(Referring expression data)
↓↓↓
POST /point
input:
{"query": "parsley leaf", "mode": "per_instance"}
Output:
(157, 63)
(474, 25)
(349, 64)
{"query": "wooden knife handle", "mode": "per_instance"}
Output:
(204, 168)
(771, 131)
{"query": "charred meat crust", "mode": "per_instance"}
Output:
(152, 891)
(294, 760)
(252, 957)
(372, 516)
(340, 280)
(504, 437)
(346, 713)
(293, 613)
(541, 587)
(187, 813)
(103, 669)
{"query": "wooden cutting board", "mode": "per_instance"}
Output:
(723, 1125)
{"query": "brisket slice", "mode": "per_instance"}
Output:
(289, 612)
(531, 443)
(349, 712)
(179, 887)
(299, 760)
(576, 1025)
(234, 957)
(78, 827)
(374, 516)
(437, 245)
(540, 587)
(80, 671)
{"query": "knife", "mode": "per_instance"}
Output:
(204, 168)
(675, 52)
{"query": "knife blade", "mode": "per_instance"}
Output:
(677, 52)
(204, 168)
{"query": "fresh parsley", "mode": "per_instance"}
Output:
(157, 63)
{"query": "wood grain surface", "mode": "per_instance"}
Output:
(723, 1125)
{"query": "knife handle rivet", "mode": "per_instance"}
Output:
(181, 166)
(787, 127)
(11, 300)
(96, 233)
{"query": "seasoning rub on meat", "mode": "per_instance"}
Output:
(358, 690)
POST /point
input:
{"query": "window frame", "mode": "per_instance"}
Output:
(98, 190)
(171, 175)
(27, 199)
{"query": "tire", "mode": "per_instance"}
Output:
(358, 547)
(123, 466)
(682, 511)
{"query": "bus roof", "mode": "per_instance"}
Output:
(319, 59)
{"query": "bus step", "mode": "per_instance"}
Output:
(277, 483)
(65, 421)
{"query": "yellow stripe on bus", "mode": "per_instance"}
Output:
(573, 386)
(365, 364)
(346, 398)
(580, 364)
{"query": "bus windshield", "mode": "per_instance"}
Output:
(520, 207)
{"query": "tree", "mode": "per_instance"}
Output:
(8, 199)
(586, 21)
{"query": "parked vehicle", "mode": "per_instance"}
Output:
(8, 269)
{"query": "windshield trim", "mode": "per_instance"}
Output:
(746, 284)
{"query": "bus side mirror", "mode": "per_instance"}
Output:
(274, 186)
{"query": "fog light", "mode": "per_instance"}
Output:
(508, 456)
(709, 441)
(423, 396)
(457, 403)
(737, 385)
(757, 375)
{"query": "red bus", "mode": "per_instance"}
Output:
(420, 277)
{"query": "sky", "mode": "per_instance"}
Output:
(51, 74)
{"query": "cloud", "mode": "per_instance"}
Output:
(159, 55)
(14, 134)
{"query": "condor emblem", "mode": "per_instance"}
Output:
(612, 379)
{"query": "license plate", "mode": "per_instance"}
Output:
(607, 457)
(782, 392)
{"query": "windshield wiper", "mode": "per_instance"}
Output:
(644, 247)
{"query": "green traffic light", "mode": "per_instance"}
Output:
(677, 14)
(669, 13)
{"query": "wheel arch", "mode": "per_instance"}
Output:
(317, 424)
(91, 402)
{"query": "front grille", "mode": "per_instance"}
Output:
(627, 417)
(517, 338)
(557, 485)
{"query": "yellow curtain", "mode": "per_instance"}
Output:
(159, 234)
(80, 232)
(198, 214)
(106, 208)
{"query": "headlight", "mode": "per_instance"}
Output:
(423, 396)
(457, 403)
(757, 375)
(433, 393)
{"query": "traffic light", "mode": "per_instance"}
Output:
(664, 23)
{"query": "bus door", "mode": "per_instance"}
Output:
↑↑↑
REQUIRED WORK: Copy every line of the records, leaving nothing out.

RESPONSE AREA:
POST /point
input:
{"query": "parsley leaf", "mode": "per_instance"}
Output:
(157, 63)
(474, 25)
(349, 64)
{"query": "wooden knife handle", "mode": "per_instance"}
Output:
(204, 168)
(771, 131)
{"query": "charred meat crust", "mode": "per_instance"}
Output:
(152, 891)
(294, 760)
(252, 957)
(372, 516)
(340, 280)
(504, 437)
(346, 713)
(293, 613)
(541, 587)
(187, 813)
(103, 669)
{"query": "wooden cutting board", "mode": "per_instance"}
Output:
(723, 1125)
{"query": "brisket slice", "mode": "per_instance"}
Output:
(289, 612)
(531, 443)
(349, 712)
(179, 887)
(299, 760)
(576, 1025)
(234, 957)
(78, 827)
(374, 516)
(437, 245)
(540, 587)
(80, 671)
{"query": "knife", "mode": "per_instance"}
Output:
(204, 168)
(675, 52)
{"query": "knife blade", "mode": "per_instance"}
Output:
(677, 52)
(204, 168)
{"query": "fresh parsley", "mode": "per_instance"}
Output:
(157, 63)
{"query": "wood grain surface", "mode": "per_instance"}
Output:
(723, 1125)
{"query": "knife handle rivet", "mode": "per_instance"}
Output:
(181, 166)
(787, 127)
(11, 300)
(96, 233)
{"query": "seasoning rub on meat", "mode": "per_instance"}
Output:
(358, 690)
POST /point
input:
{"query": "window frame", "mode": "per_instance"}
Output:
(98, 190)
(171, 175)
(27, 199)
{"query": "tire", "mode": "per_instance"}
Output:
(358, 547)
(123, 466)
(682, 511)
{"query": "bus roof", "mode": "per_instance"}
Output:
(319, 59)
{"query": "bus step", "mode": "per_instance"}
Output:
(277, 483)
(65, 421)
{"query": "yellow stripe on bus", "mode": "per_instance"}
Output:
(573, 386)
(365, 364)
(346, 398)
(580, 364)
{"query": "bus windshield", "mode": "per_instance"}
Output:
(520, 207)
{"query": "tree", "mode": "per_instance"}
Output:
(8, 199)
(586, 21)
{"query": "parked vehicle", "mode": "per_instance"}
Output:
(8, 269)
{"query": "windshield trim", "mode": "per_instance"}
Output:
(746, 284)
{"query": "bus side mirror", "mode": "per_instance"}
Output:
(274, 186)
{"query": "fog light", "mode": "per_instance"}
Output:
(508, 456)
(709, 441)
(423, 396)
(457, 403)
(737, 385)
(757, 375)
{"query": "red bus", "mode": "per_instance"}
Output:
(420, 277)
{"query": "sky", "mode": "per_instance"}
Output:
(51, 74)
{"query": "cloud", "mode": "per_instance"}
Output:
(159, 55)
(14, 134)
{"query": "condor emblem", "mode": "per_instance"}
Output:
(612, 379)
{"query": "license plate", "mode": "per_instance"}
Output:
(607, 457)
(782, 392)
{"query": "windshield wiper", "mode": "per_instance"}
Output:
(644, 247)
{"query": "green traffic light", "mode": "per_instance"}
Output:
(677, 14)
(669, 13)
{"query": "wheel arch", "mode": "per_instance"}
Output:
(317, 424)
(91, 402)
{"query": "front grille", "mode": "per_instance"}
Output:
(627, 417)
(517, 338)
(557, 485)
{"query": "yellow curtain", "mode": "per_instance"}
Output:
(159, 234)
(80, 232)
(198, 214)
(106, 208)
{"query": "headlight", "mode": "per_instance"}
Output:
(423, 396)
(457, 403)
(757, 375)
(433, 393)
{"query": "traffic light", "mode": "per_instance"}
Output:
(664, 23)
{"query": "bus door", "mode": "per_instance"}
Output:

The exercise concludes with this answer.